Task directions:
Write out the passage of the Roswell A. Parmenter biography starting at "At the New York" and ending at "the age of 82.", word for word.

Text block:

-- -- --

Roswell A. Parmenter (September 20, 1821 – February 1, 1904) was an American lawyer and politician from New York.

==Life==
Roswell A. Parmenter was born in Pittstown, New York, on September 20, 1821, the son of Dr. Azel Fiske Parmenter (born 1786) and Lavina (Ray) Parmenter. He studied law, was admitted to the bar, and practiced in Troy.

Parmenter was City Attorney of Troy from 1853 to 1854, and from 1871 to 1883.

Parmenter was a member of the New York State Senate (12th D.) in 1874 and 1875.

At the New York state election, 1881, he ran on the Democratic ticket for New York Attorney General, but was defeated by Republican Leslie W. Russell.

Parmenter was Corporation Counsel of Troy from 1886 to 1890.

Parmenter died in Troy on February 1, 1904, at the age of 82.

-- -- --

Source data:

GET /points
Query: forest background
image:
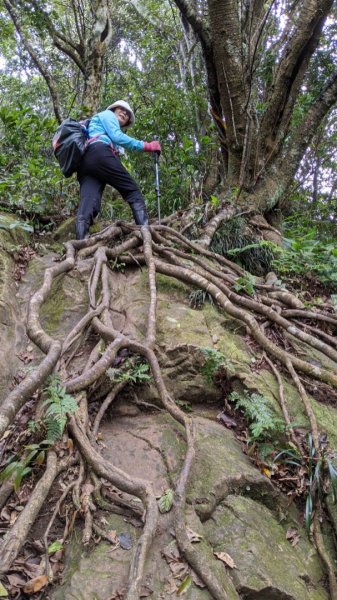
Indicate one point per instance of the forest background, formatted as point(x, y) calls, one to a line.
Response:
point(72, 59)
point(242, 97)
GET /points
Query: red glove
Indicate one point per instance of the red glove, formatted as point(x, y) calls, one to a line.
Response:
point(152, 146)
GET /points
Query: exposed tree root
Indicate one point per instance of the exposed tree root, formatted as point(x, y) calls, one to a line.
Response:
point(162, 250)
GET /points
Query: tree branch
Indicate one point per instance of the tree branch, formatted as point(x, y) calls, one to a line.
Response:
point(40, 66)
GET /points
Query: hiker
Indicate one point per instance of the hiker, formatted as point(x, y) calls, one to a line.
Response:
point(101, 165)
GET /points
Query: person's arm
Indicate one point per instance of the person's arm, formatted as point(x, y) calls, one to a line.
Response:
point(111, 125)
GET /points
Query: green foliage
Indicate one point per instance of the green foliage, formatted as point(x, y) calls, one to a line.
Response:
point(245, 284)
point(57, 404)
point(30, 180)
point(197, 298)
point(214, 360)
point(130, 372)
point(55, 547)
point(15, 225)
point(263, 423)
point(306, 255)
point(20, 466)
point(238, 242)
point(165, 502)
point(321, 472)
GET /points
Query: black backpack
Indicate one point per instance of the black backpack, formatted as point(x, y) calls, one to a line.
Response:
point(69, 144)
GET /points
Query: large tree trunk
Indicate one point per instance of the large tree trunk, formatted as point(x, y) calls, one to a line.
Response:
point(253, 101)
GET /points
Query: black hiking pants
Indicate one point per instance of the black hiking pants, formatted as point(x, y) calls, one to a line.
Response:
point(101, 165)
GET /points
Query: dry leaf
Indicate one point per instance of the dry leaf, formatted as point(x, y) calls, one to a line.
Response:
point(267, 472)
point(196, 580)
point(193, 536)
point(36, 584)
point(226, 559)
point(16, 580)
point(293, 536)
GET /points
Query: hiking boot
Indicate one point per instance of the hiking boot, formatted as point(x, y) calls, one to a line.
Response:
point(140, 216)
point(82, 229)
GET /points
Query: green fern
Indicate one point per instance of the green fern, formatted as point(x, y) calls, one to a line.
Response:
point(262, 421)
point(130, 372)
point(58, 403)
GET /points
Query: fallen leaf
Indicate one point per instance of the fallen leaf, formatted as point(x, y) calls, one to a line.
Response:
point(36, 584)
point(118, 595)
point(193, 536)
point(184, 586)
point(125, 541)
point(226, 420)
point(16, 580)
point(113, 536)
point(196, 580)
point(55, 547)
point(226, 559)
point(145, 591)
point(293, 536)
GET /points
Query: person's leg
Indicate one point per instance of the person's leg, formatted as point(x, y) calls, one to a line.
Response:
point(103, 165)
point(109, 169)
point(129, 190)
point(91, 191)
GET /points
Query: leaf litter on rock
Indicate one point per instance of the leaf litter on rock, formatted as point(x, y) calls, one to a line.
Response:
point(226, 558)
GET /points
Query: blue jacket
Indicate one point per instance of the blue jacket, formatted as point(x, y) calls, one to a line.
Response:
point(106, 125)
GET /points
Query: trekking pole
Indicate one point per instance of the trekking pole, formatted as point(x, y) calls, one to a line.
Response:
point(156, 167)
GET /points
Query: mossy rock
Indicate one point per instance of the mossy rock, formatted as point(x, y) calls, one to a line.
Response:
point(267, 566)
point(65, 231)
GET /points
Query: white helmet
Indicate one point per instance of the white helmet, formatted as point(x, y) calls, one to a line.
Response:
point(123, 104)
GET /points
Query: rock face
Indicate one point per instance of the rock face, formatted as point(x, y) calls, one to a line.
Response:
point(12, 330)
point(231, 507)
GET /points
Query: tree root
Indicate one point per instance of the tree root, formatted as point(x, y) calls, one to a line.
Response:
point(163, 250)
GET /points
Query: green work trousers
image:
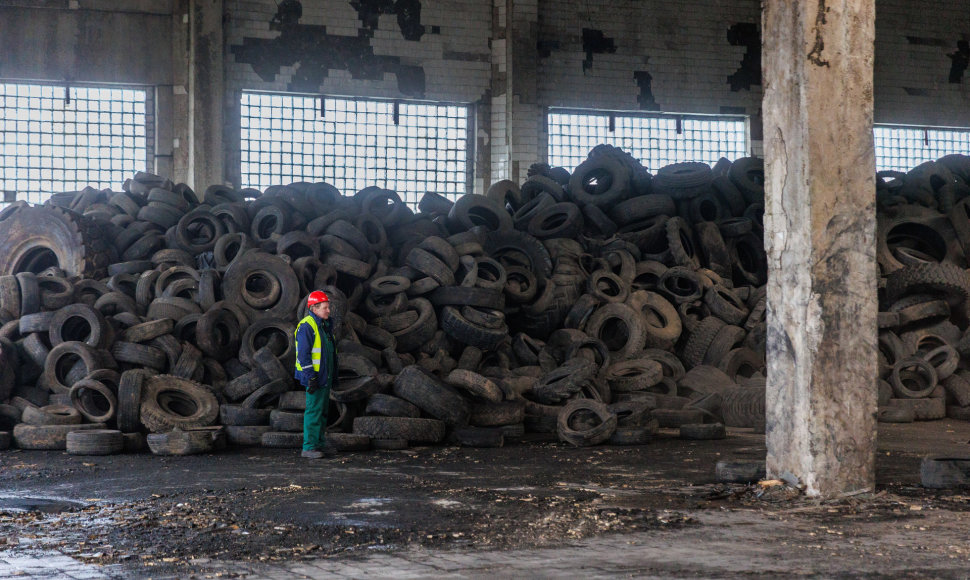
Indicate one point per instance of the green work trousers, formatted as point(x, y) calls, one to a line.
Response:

-- -- --

Response area:
At the New York state election, 1881, he ran on the Democratic ticket for New York Attorney General, but was defeated by Republican Leslie W. Russell.

Parmenter was Corporation Counsel of Troy from 1886 to 1890.

Parmenter died in Troy on February 1, 1904, at the age of 82.